# WHAT THE TASK REQUIRES
Starting with the line that contains "indicate: swan's neck" and going on through the last line of the items below, could you write out only those lines again, requests included, with every x and y coordinate in the answers multiplied by 2.3 and rounded to a whole number, halves rounded up?

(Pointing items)
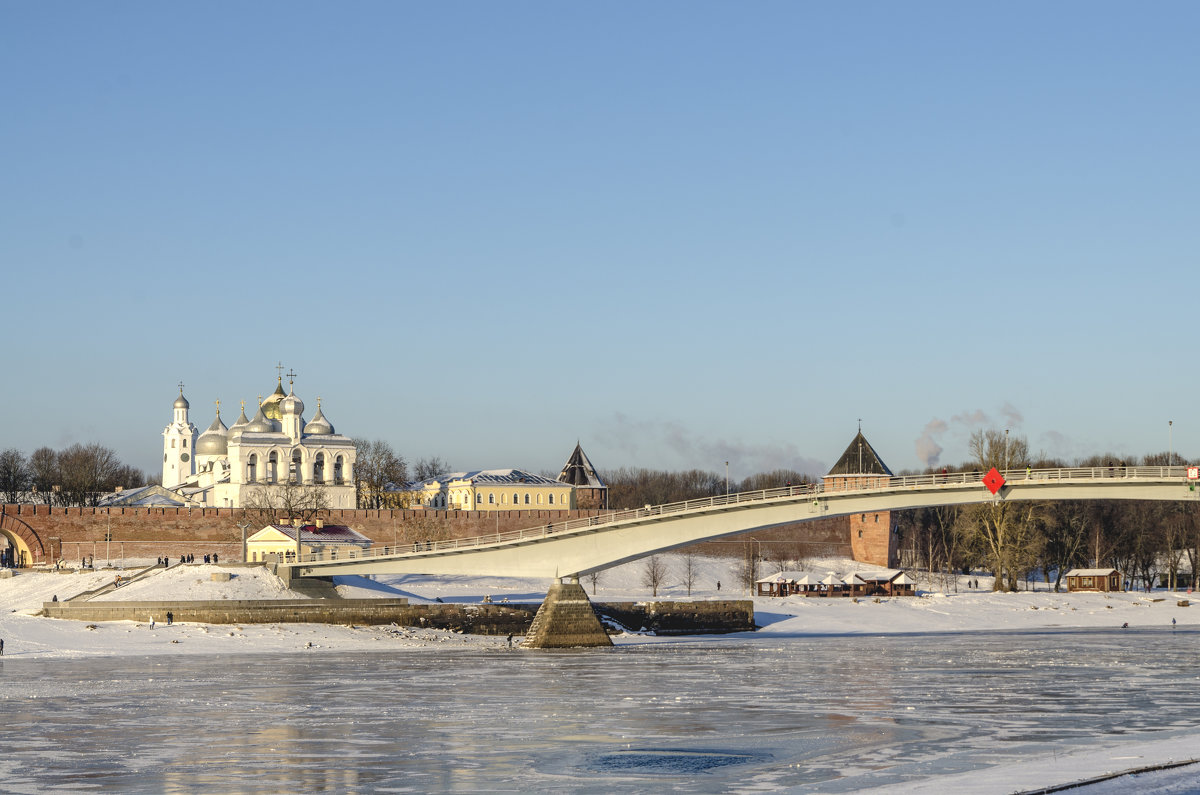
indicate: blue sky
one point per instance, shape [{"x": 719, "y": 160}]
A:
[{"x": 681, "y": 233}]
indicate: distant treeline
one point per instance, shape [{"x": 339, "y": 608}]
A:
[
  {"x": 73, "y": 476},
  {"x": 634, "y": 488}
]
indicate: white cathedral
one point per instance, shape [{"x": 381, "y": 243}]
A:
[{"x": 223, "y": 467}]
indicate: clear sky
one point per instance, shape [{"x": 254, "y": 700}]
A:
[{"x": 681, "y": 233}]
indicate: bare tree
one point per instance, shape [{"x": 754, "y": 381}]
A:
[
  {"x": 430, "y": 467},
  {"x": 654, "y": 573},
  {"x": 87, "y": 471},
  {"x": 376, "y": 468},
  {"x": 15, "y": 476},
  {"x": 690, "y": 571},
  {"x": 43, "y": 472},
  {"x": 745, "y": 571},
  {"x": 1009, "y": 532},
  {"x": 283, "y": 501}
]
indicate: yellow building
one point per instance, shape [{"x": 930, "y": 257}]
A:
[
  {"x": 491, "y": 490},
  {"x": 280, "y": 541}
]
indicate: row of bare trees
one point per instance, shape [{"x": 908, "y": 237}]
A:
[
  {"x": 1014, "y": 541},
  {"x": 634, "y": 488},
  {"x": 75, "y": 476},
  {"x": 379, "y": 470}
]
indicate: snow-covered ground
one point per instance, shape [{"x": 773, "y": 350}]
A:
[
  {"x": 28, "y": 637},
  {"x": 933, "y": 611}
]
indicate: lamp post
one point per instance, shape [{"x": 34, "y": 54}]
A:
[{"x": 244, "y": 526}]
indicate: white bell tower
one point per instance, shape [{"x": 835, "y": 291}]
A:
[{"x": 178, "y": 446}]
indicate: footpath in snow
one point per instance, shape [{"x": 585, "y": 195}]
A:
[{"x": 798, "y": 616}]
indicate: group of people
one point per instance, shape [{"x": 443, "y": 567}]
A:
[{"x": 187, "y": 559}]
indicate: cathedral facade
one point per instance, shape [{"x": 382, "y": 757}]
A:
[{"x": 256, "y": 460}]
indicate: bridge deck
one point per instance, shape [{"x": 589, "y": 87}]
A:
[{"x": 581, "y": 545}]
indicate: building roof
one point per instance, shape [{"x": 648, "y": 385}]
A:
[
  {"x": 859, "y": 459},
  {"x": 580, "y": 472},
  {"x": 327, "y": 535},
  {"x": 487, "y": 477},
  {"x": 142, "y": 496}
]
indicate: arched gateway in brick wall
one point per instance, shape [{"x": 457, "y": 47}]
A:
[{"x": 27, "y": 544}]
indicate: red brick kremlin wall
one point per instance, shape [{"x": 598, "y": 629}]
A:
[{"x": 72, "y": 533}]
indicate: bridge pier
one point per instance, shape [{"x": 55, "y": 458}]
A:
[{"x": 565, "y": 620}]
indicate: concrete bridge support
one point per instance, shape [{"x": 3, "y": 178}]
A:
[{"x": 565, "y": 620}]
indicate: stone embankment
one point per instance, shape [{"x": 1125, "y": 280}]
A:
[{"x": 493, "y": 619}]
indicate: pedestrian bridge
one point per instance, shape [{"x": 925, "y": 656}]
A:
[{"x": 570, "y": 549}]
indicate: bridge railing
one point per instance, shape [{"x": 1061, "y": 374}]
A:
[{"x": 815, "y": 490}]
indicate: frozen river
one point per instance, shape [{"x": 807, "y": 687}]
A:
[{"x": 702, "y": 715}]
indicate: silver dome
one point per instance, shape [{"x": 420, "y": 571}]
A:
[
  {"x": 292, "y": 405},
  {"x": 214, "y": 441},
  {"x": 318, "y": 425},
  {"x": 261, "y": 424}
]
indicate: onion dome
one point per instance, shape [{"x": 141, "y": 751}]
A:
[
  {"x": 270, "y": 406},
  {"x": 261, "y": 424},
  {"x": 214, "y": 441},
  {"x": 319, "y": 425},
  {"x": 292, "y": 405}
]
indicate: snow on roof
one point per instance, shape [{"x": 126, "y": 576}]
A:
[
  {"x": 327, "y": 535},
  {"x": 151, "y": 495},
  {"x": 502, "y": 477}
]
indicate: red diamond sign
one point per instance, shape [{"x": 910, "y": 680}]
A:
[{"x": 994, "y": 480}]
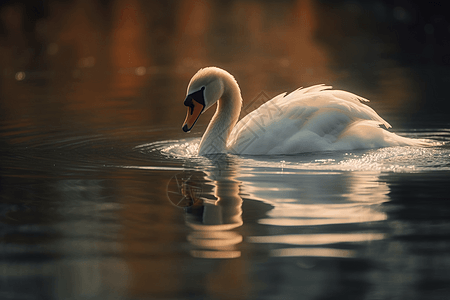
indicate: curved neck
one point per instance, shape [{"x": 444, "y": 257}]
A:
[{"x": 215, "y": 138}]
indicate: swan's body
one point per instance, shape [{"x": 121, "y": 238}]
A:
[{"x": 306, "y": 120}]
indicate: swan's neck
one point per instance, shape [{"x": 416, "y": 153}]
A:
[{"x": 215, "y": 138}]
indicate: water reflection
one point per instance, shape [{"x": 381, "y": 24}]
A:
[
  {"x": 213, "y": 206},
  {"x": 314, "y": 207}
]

# WRITTEN RESPONSE
indicate: swan's neck
one point per instance, shape [{"x": 416, "y": 153}]
A:
[{"x": 495, "y": 317}]
indicate: water reflection
one point per instance, shape [{"x": 381, "y": 24}]
A:
[
  {"x": 490, "y": 474},
  {"x": 722, "y": 476}
]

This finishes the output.